Stored items:
__________

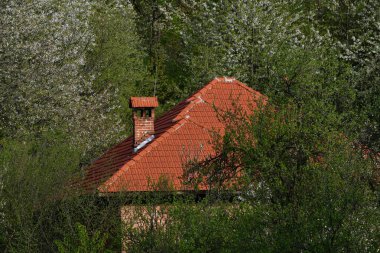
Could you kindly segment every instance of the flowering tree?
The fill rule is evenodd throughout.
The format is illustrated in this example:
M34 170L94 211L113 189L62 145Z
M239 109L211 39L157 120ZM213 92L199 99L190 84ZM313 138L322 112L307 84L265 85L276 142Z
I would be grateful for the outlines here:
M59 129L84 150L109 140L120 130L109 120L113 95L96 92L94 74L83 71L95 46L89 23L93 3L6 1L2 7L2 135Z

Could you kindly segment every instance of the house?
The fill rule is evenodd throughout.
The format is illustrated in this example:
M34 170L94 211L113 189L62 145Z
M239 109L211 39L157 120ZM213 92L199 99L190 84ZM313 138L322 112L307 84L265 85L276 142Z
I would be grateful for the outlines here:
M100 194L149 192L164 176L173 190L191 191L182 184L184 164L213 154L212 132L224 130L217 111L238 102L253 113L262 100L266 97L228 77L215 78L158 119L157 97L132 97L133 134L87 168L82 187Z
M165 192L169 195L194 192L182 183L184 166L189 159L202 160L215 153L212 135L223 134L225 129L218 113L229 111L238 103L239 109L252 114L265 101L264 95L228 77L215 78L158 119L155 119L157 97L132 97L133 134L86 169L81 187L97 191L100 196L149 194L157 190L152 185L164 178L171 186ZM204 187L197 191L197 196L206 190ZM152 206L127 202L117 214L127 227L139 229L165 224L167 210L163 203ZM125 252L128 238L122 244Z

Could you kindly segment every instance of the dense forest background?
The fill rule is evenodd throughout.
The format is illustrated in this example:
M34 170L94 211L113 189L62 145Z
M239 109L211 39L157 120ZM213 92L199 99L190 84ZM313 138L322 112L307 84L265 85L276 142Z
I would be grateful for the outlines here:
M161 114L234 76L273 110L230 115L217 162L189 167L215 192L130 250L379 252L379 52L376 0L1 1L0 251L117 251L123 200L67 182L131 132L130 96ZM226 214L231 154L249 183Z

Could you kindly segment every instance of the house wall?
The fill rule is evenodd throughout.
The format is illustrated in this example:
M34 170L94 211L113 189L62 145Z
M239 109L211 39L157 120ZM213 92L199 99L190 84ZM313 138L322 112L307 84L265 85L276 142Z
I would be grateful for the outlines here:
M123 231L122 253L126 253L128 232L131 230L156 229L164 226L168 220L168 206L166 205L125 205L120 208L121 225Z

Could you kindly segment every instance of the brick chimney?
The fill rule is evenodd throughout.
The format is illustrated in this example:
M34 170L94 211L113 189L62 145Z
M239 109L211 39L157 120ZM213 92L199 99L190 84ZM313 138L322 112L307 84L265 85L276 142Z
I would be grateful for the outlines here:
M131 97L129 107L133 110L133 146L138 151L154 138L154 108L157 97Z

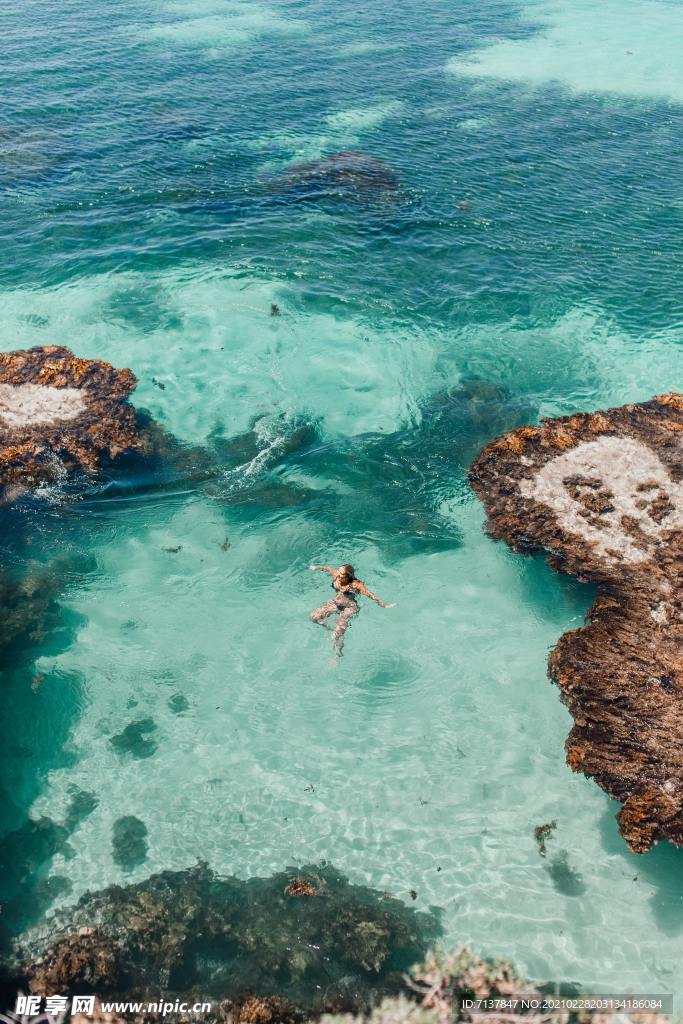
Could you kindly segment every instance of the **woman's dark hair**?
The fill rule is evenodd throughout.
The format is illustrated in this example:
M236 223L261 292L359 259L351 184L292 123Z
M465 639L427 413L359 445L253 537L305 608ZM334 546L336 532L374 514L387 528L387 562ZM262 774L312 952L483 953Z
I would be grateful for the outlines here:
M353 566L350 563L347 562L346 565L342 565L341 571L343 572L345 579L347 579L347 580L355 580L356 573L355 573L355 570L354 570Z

__________

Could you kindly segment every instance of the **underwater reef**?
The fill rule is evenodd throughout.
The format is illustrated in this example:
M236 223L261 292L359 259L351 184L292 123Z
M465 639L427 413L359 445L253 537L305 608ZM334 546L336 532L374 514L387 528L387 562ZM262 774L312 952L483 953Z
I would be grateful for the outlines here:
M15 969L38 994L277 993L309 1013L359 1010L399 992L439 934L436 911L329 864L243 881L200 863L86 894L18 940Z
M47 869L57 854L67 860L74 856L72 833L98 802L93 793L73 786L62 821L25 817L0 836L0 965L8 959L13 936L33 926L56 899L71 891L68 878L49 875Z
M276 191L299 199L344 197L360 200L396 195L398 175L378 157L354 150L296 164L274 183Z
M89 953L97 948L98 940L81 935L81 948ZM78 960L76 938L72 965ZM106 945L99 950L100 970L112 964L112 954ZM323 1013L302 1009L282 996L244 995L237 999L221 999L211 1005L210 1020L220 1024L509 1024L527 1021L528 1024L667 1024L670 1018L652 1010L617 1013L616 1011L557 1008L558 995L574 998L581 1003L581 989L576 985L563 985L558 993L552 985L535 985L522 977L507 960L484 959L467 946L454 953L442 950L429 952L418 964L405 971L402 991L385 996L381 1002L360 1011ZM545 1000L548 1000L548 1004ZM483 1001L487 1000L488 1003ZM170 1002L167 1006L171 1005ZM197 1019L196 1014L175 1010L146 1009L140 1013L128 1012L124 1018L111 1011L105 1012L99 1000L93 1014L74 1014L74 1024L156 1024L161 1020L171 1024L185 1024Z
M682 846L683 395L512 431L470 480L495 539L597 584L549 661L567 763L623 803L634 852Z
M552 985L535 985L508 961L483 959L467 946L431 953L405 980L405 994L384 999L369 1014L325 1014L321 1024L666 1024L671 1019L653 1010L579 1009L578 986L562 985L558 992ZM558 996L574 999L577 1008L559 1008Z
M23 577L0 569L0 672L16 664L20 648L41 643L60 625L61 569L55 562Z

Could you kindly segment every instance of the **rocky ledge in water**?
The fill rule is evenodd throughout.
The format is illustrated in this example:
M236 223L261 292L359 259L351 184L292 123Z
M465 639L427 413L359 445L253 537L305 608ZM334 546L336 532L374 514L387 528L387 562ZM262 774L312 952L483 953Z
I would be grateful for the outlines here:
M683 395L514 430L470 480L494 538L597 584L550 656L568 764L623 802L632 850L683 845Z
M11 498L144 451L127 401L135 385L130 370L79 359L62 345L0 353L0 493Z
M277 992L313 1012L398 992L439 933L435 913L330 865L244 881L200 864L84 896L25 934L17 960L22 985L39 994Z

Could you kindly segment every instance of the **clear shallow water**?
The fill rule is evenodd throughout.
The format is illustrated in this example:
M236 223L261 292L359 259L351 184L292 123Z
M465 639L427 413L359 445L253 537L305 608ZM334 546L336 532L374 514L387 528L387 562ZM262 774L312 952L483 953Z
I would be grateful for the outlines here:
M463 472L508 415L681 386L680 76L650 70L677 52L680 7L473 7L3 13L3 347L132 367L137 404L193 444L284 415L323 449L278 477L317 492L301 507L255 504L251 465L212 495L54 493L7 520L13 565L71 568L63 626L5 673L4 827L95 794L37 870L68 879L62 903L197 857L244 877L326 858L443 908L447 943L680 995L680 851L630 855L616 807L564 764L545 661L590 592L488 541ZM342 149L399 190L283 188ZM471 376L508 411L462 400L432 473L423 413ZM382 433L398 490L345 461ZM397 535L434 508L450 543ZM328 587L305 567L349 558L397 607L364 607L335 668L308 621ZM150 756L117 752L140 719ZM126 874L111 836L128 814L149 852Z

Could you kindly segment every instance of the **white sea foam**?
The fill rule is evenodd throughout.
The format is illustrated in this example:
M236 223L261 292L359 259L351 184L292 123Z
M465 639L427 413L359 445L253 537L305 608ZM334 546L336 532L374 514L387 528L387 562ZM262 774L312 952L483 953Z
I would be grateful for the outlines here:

__________

TASK:
Show all of the lines above in which "every" is present.

OUTPUT OF THE TASK:
Could you kindly segment every instance of the flowering tree?
Could you kindly segment every instance of the house?
Could you kindly segment every instance of the dense forest background?
Could you kindly segment every instance of the house wall?
Could you kindly segment every instance of the brick chimney?
Could you kindly segment every instance of the **woman's dark hair**?
Could you kindly segment every instance of the **underwater reef**?
Could you kindly segment every instance of the **rocky ledge in water**?
Could you kindly segment every instance of the **clear shallow water**?
Could you kindly segment every instance of the **white sea foam**?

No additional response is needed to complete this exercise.